> **Extract to read**
Porter next collaborated with other scientists such as Kenneth BM Reid, Robert Sim and Duncan Campbell to know more about the Complement Proteins associated with defense against infection. He kept on working at the University of Oxford till his death in 1985.
Porter was first to recognize that antibodies had a Y-shaped structure. He was also the first to use enzyme papain to break it off at the point of branching and split it up into three segments. However, his main credit lay in identifying the antibody-binding (Fab) and the antibody tail (Fc) regions of the immunoglobulin
Although he was preceded by Gerald Edelman in creating an exact replica of an antibody, his contribution was no less significant. In fact, while working on the problem, the two scientists often drew upon each other’s work. It can be safely said that although they worked separately they together deduced the structure of the antibody.
Awards & Achievements
In 1966, Porter received the Gairdner Foundation International Award for outstanding contribution to medical science.
In 1972, Rodney R. Porter and Gerald Edelman were awarded the Nobel Prize in Physiology or Medicine "for their discoveries concerning the chemical structure of antibodies".

> **Extracted information**
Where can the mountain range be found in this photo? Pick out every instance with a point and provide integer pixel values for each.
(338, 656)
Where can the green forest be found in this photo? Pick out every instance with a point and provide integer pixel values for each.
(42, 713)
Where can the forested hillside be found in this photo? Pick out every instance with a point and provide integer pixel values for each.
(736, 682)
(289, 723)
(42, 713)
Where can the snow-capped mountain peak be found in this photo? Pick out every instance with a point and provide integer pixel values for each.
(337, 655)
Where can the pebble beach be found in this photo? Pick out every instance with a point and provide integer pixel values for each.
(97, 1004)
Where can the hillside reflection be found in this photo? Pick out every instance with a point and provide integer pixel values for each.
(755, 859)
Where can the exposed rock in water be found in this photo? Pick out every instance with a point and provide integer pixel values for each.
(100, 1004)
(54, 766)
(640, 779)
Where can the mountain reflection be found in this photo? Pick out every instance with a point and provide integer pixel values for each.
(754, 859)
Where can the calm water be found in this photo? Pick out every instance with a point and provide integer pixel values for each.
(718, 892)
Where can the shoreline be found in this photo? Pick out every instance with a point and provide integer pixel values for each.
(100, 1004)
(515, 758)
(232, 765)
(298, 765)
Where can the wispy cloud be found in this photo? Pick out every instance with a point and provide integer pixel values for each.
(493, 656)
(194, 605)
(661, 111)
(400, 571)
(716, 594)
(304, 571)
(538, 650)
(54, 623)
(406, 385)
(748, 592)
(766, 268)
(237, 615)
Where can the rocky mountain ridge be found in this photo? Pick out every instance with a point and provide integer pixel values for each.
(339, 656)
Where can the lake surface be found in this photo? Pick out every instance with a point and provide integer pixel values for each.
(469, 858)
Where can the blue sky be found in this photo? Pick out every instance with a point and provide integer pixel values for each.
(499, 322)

> **Task 1**
How would you render this sentence from the passage on Porter in Spanish: "In 1966, Porter received the Gairdner Foundation International Award for outstanding contribution to medical science."
> **Task 2**
Can you carry the passage on Porter forward from its last sentence?
The records play no part in what is asked here.

> **Reply 1**
En 1966, Porter recibió el Premio Internacional de la Fundación Gairdner por su destacada contribución a la ciencia médica.

> **Reply 2**
In 1973, he received the Royal Medal "in recognition of his penetrating investigations on the structure of immunoglobulins."
In 1983, he received Copley Medal "in recognition of his elucidation of the structure of immunoglobulins and of the reactions involved in activating the complement system of proteins".
He was named Order of the Companions of Honour by Queen Elizabeth II on 15 June, 1985,.
Personal Life & Legacy
In 1948, Rodney R. Porter married Julia Frances New Porter. The couple had five children; two sons, Nigel and Tim Porter, and three daughters, Susan, Ruth and Helen Porter.
On 6 September 1985, Porter died in a road accident near Winchester, Hampshire. He was only 67 years old then and was survived by his wife and five children.